Statistical approach
Statistical analysis used SPSS 17.0 statistical software. Continuous variables are expressed as mean ± SE. Comparisons among groups were evaluated using variance analysis or Wilcoxon rank sum test. Differences were considered significant for p < 0.05.
Results
Under light microscope, the tissue structure of the rats in the control group was normal; the rats in the IgAN model groups displayed pathological changes at the 12th weekend. The glomeruli showed swelling and volume increase, especially in the mesangial cells and matrix, similar to the pathomorphological changes under light microscope in clinical practice. At the 12th weekend, continuous flake deposition of IgA was observed in the glomerular mesangium of rats in the IgAN model groups (Figure 1).
Figure 1.
PAS stain and immunofluorescence photograph of IgAN rats model.
At the 12th weekend, comparison of the biochemical index except kidney functions (including TP, ALB, ALT, and AST) between the control group and model group showed no statistically significant difference (p > 0.05, Table 1). However, the model group had higher biochemical index of kidney functions(including Scr and Bun) than the control group(p < 0.05, Table 1), There was no statistical difference of the average body weight of rats between model group and control group during the whole experiment (p > 0.05, Table 2). The degree of proteinuria in IgAN model group was significantly higher than that in control group(p < 0.05 at fourth week point, p < 0.01 at eighth,12th, and 16th weed point, Table 3), and the degree of proteinuria gradually decreased along with the concentration of rapamycin treatment (Table 4).
Table 1.
Function of kidney and liver of control group and IgAN group.
| 16 Weeks | Control | IgAN |
|---|---|---|
| Serum creatinine (umol/L) | 31.23 ± 7.22 | 45.11 ± 6.02* |
| Urea nitrogen (mmol/L) | 5.42 ± 1.31 | 8.05 ± 1.69* |
| Total protein (g/L) | 56.38 ± 7.61 | 53. 75 ± 6.04 |
| Albumin (g/L) | 14.15 ± 1.61 | 12.55 ± 2.27 |
| Alanine amino transferase(U/L) | 37.75 ± 7.01 | 32.15 ± 5.51 |
| Aspartate amino transferase(U/L) | 82.13 ± 16.61 | 88.65 ± 17.58 |
*Showed there was statistical significance between 2 groups.
Table 2.
The Rats weight of control group and IgAN group.
| Unit: g | Pre | 4 Weeks | 8 Weeks | 12 Weeks | 16 Weeks |
|---|---|---|---|---|---|
| Control | 148.1 ± 15.6 | 268.3 ± 37.2 | 338.7 ± 36.3 | 367.2 ± 33.2 | 451.3 ± 41.2 |
| IgAN | 156.3 ± 17.2 | 231.2 ± 17.2 | 312.2 ± 31.2 | 352.3 ± 3 7.6 | 442.2 ± 47.8 |
Table 3.
The situation of proteinuria of control group and IgAN group.

» THE DATA
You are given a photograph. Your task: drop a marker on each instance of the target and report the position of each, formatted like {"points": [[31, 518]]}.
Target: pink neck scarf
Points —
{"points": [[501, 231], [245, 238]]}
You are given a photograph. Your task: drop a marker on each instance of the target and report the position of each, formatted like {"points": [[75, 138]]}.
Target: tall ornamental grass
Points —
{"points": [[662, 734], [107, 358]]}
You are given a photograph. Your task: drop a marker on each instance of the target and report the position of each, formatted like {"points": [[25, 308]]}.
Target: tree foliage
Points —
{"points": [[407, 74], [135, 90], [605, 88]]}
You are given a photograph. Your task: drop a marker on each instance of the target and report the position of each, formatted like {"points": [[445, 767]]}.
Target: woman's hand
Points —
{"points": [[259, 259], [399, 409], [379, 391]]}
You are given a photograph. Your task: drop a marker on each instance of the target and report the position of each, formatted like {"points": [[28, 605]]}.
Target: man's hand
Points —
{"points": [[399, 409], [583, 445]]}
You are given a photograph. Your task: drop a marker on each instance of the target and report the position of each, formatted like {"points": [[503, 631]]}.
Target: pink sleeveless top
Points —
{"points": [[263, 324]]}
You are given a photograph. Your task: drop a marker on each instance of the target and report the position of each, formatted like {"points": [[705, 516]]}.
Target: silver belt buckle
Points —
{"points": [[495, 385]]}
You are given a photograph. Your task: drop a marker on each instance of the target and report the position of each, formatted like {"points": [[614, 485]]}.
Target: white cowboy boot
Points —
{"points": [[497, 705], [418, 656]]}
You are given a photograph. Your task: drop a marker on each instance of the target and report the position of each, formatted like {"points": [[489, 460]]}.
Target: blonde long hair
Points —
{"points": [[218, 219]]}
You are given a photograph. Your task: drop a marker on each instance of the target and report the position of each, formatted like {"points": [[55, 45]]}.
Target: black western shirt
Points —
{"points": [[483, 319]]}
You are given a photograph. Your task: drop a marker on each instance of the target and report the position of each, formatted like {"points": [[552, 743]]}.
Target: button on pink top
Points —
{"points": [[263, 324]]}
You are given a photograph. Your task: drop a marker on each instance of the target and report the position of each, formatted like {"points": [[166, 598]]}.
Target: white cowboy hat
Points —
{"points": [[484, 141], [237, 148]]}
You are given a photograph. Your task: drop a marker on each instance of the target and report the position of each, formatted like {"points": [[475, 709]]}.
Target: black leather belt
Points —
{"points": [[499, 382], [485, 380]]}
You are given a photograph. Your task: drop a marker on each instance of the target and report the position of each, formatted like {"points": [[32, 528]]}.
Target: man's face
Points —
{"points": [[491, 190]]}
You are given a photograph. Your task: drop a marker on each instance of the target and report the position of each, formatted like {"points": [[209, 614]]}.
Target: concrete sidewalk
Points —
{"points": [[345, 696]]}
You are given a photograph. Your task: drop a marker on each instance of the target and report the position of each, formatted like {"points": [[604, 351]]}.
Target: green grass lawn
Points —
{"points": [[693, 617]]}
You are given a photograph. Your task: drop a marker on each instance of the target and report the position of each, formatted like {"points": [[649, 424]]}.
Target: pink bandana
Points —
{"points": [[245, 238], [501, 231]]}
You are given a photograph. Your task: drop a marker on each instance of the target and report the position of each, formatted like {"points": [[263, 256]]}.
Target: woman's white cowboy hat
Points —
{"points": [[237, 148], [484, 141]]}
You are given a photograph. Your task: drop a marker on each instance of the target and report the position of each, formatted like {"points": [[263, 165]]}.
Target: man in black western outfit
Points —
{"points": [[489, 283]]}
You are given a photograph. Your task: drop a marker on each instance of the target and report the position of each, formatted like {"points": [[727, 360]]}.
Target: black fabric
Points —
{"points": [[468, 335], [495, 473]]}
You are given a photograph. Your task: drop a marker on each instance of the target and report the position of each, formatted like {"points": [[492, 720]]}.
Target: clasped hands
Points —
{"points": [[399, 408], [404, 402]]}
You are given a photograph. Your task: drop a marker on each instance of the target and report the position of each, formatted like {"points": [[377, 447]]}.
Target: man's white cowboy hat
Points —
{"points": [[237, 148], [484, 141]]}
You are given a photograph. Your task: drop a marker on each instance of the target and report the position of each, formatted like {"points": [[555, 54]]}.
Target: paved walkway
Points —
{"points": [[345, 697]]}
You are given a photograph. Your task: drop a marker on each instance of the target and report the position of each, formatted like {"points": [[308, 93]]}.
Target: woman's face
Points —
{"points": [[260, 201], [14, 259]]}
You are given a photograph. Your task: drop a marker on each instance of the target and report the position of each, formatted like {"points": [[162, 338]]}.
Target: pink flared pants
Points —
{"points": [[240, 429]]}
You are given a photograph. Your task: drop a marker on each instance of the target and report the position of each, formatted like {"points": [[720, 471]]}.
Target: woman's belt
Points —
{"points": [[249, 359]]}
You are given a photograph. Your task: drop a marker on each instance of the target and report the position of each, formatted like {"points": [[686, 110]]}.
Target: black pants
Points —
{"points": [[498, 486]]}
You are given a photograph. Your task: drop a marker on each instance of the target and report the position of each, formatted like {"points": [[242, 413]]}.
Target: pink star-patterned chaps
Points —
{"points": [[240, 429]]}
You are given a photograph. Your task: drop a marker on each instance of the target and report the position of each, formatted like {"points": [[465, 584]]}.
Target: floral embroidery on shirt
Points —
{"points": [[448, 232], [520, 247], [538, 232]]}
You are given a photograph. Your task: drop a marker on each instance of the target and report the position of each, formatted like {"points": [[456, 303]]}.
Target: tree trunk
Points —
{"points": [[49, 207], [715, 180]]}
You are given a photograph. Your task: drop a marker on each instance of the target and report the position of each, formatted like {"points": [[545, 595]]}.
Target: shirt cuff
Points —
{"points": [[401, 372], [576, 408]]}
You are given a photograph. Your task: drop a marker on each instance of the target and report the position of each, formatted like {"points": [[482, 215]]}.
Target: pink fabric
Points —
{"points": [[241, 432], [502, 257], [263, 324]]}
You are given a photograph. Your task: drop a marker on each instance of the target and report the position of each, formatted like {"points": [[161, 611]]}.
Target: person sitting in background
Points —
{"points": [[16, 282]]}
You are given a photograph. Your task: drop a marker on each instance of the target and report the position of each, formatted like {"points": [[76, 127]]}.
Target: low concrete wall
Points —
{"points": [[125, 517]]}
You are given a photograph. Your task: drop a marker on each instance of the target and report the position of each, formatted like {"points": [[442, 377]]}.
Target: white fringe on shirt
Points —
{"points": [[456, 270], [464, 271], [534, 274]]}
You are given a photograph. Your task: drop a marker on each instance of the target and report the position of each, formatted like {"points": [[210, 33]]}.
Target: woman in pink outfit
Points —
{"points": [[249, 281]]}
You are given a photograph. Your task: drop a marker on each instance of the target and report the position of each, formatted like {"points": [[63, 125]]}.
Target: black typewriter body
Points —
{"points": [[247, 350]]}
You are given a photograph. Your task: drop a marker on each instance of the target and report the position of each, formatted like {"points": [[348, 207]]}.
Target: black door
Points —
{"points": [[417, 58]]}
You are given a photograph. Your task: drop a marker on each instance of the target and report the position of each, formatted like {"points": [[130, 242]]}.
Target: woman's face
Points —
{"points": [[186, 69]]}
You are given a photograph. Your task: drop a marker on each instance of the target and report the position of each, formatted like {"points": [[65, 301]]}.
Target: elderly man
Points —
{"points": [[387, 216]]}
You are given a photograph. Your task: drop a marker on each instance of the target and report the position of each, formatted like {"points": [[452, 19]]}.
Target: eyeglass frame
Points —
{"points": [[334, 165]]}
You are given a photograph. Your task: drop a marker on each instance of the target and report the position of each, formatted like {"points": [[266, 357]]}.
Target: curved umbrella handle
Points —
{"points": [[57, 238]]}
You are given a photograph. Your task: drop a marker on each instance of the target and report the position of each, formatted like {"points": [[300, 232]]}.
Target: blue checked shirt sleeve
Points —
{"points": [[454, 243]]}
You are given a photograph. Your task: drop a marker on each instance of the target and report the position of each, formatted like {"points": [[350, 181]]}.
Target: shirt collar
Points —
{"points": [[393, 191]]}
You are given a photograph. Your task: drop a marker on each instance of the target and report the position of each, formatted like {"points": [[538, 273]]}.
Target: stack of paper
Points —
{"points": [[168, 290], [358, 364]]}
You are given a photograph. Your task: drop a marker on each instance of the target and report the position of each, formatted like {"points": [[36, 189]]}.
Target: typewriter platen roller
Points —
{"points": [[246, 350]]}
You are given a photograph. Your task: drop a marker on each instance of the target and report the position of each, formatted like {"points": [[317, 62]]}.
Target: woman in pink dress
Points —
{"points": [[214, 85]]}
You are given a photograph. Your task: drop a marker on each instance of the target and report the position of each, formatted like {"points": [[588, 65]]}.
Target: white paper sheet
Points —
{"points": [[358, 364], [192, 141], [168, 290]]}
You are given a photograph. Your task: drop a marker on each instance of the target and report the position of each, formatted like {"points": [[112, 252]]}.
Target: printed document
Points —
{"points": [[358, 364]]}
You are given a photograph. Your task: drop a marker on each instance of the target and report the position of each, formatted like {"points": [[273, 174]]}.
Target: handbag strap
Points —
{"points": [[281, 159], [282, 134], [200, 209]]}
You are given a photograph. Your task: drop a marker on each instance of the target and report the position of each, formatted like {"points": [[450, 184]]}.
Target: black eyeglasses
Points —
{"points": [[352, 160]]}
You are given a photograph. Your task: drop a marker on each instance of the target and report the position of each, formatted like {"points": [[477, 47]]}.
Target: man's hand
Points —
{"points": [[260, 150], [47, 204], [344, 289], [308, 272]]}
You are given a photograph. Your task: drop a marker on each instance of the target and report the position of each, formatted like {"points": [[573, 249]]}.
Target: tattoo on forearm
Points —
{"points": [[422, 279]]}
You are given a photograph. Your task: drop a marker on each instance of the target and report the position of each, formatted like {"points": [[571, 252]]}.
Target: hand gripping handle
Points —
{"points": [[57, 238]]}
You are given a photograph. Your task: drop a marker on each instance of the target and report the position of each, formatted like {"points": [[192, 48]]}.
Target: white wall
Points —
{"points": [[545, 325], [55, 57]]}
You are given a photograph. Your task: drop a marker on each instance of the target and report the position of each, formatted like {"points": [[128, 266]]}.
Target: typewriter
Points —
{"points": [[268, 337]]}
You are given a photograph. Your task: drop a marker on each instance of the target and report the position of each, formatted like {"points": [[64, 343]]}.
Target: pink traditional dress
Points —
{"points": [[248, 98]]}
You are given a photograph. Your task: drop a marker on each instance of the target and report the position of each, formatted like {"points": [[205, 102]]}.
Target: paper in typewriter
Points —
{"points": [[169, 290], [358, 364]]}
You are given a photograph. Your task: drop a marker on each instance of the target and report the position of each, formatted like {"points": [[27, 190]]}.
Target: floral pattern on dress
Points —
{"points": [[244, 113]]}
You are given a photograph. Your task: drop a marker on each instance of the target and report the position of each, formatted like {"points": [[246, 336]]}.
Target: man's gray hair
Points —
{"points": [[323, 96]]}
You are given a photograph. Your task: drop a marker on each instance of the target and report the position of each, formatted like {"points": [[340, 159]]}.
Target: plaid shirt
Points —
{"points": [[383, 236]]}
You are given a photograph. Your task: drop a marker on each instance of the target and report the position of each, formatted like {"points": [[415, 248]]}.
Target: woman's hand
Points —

» EXERCISE A
Answer these questions from the IgAN rat study excerpt, giving each answer on its own line marked like its question.
(i) Which statistical software was used for the analysis?
(ii) At what point did the rats in the IgAN model groups show pathological changes under the light microscope?
(iii) What serum creatinine values does Table 1 give for the control group and the IgAN group?
» EXERCISE B
List every measure that appears as a row in Table 1 of the IgAN rat study excerpt.
» EXERCISE C
Write the next part of the IgAN rat study excerpt, picking up after its final line.

» REPLY A
(i) SPSS 17.0
(ii) At the 12th weekend
(iii) Control: 31.23 ± 7.22 umol/L; IgAN: 45.11 ± 6.02 umol/L

» REPLY B
Serum creatinine (umol/L)
Urea nitrogen (mmol/L)
Total protein (g/L)
Albumin (g/L)
Alanine amino transferase (U/L)
Aspartate amino transferase (U/L)

» REPLY C
| Unit:mg/24h | Pre | 4 weeks* | 8 weeks** | 12 weeks** | 16 weeks** |
|---|---|---|---|---|---|
| Control | 1.13 ± 0.17 | 2.31 ± 0.48 | 3.38 ± 0.36 | 4.13 ± 0.72 | 4.37 ± 0.41 |
| IgAN | 1.56 ± 0.12 | 6.16 ± 1.72 | 10.49 ± 2.21 | 13.78 ± 3.76 | 16.23 ± 4.28 |
*Showed there was statistical significance between 2 groups and p < 0.05.
**Showed there was statistical significance between 2 groups and p < 0.01.
Table 4.
The situation of 24 h urine protein after treatment and the degree of proteinuria gradually decreased along with the concentration of rapamycin treatment.
| 24 h urine protein after treatment | Unit:mg/24 h |
|---|---|
| IgAN group | 16.23 ± 4.28 |
| 0.5 mg/kg/d group | 12.42 ± 2.31 |
| 1.0 mg/kg/d group | 10.38 ± 1.93 |
| 1.5 mg/kg/d group | 7.65 ± 1.61 |
| Control group | 4.37 ± 0.41 |
The fluorescence immunofluorescence results were analyzed by Image-Pro Plus, which indicated that the IgA expression level in the normal group was very weak while it is higher in the control group. The expression of IgA decreased gradually with the dose of rapamycin increased, suggesting that rapamycin has protective effect on the IgAN model, and the protective effect depended on the dose of rapamycin under the experimental concentrations (Figure 2).
Figure 2.
The photograph of immunofluorescence assay after different concentrations of rapamycin treatment.
Western blot experiment indicated that the main target of rapamycin is still the mTOR pathway. After the application of rapamycin, the expression of downstream protein p70S6K in the mTOR pathway was decreased and showed a dose relationship with rapamycin. The mTOR pathway upstream protein AKT showed up regulated and also showed a dose relationship with rapamycin (Figure 3).
Figure 3.
Expression of p70S6K and AKT after different concentrations of rapamycin treatment in the rats model (◆ showed there was no statistical significance, ◇ showed there was statistical significance and p < 0.05, ◇◇ showed there was statistical significance and p < 0.01).
Discussion
IgA nephropathy is the most frequent form of primary glomerulonephritis that occurs in China and worldwide, and it is one of the most important causes of end-stage renal failure [10]. The etiology of IgAN remains unclear and is characterized by deposition of the IgA in the glomeruli, leading to diffuse mesangial proliferation. The clinical manifestations of IgA nephropathy varied, including repeated macroscopic hematuria or microscopic hematuria, hypertension, chronic renal insufficiency, nephrotic syndrome and end-stage renal failure [11,12].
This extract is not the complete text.